EXERCISE BRIEF: Return every line in the entries below that contains the word "loader".

begin MATERIAL FOR THE TASK

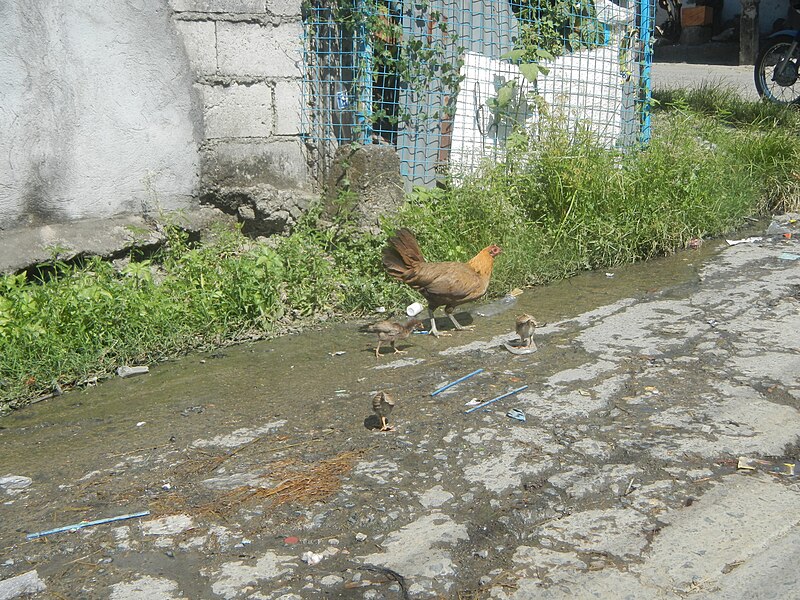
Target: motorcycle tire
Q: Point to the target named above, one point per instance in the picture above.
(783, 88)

end MATERIAL FOR THE TASK
begin MATERIAL FOR THE TASK

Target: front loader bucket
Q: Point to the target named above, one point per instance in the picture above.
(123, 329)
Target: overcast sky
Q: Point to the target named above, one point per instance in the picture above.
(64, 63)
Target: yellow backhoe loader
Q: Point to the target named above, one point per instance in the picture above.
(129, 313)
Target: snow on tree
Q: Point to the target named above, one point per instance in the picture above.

end MATERIAL FOR THE TASK
begin MATERIAL FOR THE TASK

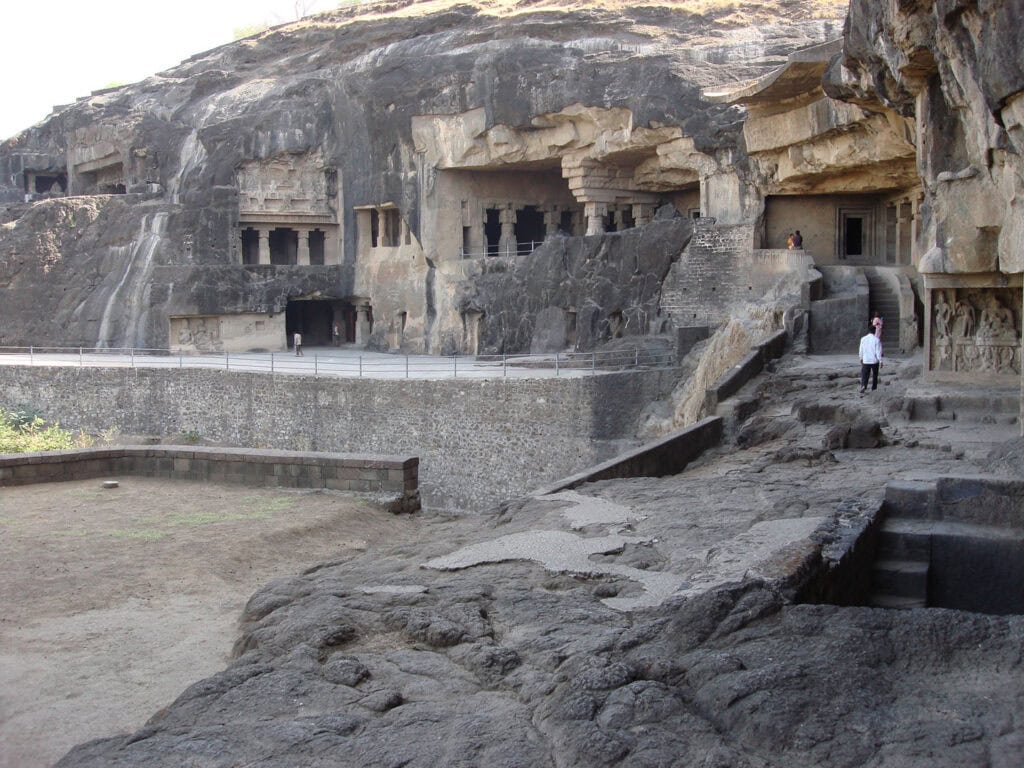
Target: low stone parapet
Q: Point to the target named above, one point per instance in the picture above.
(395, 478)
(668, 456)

end MATERIAL FOR THE TASK

WORKED SOLUTION:
Target: front loader bucket
Target: yellow backhoe loader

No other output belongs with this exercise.